--- DANE WEJŚCIOWE ---

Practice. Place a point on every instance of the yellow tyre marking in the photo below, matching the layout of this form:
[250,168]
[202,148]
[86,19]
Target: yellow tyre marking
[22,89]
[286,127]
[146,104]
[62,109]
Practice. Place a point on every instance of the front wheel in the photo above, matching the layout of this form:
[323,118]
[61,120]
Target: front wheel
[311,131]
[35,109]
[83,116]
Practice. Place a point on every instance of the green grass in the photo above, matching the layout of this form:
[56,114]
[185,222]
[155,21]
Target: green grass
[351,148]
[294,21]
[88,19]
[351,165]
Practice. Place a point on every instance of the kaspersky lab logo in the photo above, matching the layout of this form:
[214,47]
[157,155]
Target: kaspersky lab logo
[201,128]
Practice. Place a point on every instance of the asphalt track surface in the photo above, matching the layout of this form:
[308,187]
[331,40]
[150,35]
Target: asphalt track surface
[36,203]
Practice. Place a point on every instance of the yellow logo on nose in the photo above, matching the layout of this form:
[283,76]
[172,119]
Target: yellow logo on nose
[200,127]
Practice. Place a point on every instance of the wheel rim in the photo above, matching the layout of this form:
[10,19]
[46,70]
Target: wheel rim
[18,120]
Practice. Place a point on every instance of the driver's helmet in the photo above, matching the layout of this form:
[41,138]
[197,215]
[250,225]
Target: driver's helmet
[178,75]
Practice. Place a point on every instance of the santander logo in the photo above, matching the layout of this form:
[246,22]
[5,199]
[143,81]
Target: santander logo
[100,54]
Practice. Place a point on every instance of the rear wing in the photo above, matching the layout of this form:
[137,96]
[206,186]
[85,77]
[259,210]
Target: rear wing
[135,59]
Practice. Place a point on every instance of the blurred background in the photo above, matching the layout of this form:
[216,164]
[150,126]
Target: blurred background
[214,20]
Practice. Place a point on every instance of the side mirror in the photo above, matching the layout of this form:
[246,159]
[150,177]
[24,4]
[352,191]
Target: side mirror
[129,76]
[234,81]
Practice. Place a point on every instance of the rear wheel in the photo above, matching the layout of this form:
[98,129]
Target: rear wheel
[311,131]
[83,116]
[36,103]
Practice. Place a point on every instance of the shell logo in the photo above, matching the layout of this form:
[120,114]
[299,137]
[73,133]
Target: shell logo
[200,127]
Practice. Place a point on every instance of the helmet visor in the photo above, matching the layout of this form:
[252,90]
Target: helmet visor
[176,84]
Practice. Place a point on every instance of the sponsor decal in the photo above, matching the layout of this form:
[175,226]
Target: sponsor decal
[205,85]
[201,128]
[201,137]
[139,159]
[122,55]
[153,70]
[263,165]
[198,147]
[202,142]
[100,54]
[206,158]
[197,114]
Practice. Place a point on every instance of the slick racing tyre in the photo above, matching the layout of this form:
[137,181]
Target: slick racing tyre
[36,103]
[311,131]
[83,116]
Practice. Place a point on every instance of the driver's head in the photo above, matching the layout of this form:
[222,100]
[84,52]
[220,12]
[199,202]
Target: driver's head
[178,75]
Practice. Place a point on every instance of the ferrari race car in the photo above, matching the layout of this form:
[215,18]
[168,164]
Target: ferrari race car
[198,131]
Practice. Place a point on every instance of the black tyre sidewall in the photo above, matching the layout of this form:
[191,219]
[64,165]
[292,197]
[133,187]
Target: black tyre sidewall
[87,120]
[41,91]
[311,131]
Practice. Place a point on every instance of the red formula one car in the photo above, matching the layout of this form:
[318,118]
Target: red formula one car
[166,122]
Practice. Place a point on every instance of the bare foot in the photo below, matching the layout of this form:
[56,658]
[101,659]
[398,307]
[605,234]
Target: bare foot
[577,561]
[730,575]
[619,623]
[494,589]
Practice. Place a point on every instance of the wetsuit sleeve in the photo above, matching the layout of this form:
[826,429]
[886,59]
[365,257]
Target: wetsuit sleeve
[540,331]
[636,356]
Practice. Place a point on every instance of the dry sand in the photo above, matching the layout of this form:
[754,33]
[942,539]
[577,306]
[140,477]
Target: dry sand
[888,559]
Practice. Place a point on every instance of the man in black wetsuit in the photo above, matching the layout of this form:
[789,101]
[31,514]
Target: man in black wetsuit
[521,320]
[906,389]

---
--- DANE WEJŚCIOWE ---

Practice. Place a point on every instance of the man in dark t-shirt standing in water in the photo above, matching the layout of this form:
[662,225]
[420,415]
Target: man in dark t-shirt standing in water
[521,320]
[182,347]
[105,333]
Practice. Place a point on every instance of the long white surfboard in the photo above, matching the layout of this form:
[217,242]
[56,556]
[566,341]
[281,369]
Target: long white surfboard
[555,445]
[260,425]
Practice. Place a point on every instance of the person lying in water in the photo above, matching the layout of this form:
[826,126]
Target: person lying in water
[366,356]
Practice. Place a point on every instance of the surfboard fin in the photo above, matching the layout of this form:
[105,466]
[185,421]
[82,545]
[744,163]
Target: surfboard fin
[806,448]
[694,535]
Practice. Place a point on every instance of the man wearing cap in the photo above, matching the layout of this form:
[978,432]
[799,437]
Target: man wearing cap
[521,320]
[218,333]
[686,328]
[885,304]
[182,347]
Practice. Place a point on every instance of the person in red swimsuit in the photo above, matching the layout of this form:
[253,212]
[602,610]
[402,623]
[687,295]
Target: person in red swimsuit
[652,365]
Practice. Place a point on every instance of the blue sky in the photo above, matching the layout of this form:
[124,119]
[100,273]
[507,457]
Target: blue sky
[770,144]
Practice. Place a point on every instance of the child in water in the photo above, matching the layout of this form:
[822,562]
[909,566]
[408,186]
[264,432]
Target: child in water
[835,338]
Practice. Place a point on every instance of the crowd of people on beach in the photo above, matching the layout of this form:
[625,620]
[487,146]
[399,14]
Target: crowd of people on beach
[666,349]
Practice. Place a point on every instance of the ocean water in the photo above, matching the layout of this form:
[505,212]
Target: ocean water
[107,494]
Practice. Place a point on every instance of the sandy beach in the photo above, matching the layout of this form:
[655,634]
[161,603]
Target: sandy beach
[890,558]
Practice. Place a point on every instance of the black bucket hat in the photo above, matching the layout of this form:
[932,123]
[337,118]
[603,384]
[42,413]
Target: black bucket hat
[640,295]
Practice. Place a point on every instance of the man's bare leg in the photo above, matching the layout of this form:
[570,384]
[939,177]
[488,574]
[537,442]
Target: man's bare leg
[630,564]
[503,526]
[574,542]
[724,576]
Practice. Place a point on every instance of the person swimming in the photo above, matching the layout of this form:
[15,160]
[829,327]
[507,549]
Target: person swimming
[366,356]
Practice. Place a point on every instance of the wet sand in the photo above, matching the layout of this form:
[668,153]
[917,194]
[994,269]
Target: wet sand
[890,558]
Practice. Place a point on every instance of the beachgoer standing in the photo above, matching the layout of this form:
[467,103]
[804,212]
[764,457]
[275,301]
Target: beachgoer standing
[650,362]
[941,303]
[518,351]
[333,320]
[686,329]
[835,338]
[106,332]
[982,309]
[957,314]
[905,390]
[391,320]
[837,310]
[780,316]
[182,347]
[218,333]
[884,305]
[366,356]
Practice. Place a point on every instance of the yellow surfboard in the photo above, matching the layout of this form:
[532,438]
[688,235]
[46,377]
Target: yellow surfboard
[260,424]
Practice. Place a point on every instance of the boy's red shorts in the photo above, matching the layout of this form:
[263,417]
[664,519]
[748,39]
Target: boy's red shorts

---

TREŚĆ ZADANIA
Wypisz wszystkie powyższe wiersze, w których występuje słowo „formula”. Wielkość liter ma znaczenie.

ODPOWIEDŹ DO ZADANIA
Practice. Place a point on every instance of the red formula one car in the photo above, matching the layout of this form:
Target: red formula one car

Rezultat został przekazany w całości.